--- start Source text ---

So you see, I often missed what really happened, even as I was trying my best to assess everything for what it really was.
I found Kendrick two mornings later behind the arena, barefoot and in the hooded robe that was his costume, sipping coffee by himself on a wooden bench. It was not just the monk-like robe that made him look baleful—his mood that day was different, menacing and closed off. It seemed to take him a few seconds to even recognize me. He looked off to one side, down a line of large blue plastic barrels full of bottled water, perhaps ashamed of some things he’d told me earlier. The day before, he’d claimed that he knew who’d really committed the murder he was incarcerated for: it was a young man who was only twenty at the time. He said that he would never divulge the man’s name, that he couldn’t put someone like that in prison, even if it meant getting out himself—he knew too much now about what it was like here, no one deserved to be in a place like this. He shared this with me on a set of crowded bleachers, in everyone’s view (in prison, unless you’re in solitary confinement, there’s almost never any privacy), and he looked straight into my eyes, his own eyes moistening in urgency and embarrassment by the end. He looked straight ahead at nothing for a while, then finally raised his chin at another inmate, not in friendship or greeting but in something like simple acknowledgment. It occurred to me that life there was an unending performance shaped by the constant gazes of other people. It was impossible to know what to believe. Self-deprecation, self-awareness, ironic distance—these traits of sincerity can be faked but can they be faked beyond detection? If Kendrick was a liar, then he practiced the art of lying at a preternaturally subtle level that I’ve seldom seen matched in any other art form, which is to say that the performance contained no trace of artifice.

--- end Source text ---
--- start Dataset extract ---

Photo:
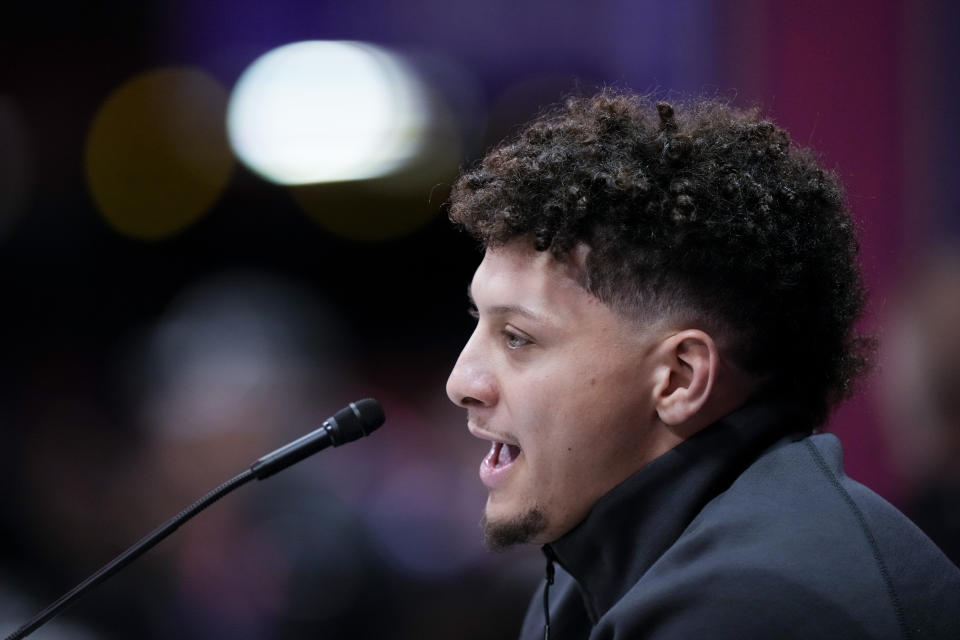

--- end Dataset extract ---

In the prison narrative, where was Kendrick when the narrator found him two mornings later, and what was he doing?

◆ Answer to the task:
He was behind the arena, sipping coffee by himself on a wooden bench.